> [Exercise] Copy the passage from the post about the granddaughter, starting with "Later that morning" and going on through "words for herself.", and swap "conversation" for "talk".

> [Excerpted passage]
►
Monday, December 17, 2012

My Granddaughter is 5. Please Help Us Protect Her!

My granddaughter Ashley will be five years old tomorrow. I know that is why I found myself an emotional wreck on Friday, spinning between a crushing sorrow and a seething anger. This is way too personal, way too real.

As I went about my normal activity on Friday morning I didn't pay much attention to the beeps emitting from my iPhone and other gadgets laying here and there around my study. I knew they were signaling that there was "breaking news," but I also knew there was rarely much significance to the notices. Probably Lindsey Lohan violating her parole while shopping at Gucci's, I muttered to myself, or perhaps the fiscal cliff negotiators are reporting no progress.

And then I picked up the phone and saw the words scrolling across its 2" x 3" screen. I could only grasp it in pieces. It was as if the full picture, the truth of it all, was too much to take in at once. I turned on the television and just sat there for most of the day. And I cried a lot, something I don't do much.

Later that morning our daughter-in-law sent us a text recounting a conversation she had with Ashley, explaining why she had been crying all morning. I was so grateful for Lyda who knew she had to find words for Ashley at a time when she didn't have the words for herself.

Usually things like this prompt me to write or pontificate in other ways. I try to piece it together, make some larger point, sometimes generate a little dialogue, and then move on. But this time it seemed different. The news outlets were awash in words as people tried to find context or meaning. Sometimes a slice of understanding emerges but the reality evades any kind of summing up. We will have to settle for glimpses here and there, perhaps depending more on poetry than prose.
◄
> [Record extracts]
►
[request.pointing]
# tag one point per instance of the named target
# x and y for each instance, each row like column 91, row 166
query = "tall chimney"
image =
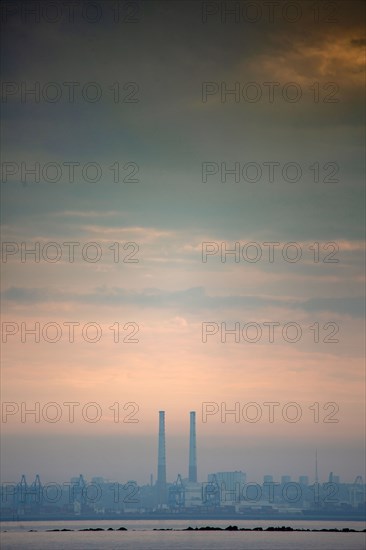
column 161, row 482
column 192, row 474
◄
> [Output of the exercise]
Later that morning our daughter-in-law sent us a text recounting a talk she had with Ashley, explaining why she had been crying all morning. I was so grateful for Lyda who knew she had to find words for Ashley at a time when she didn't have the words for herself.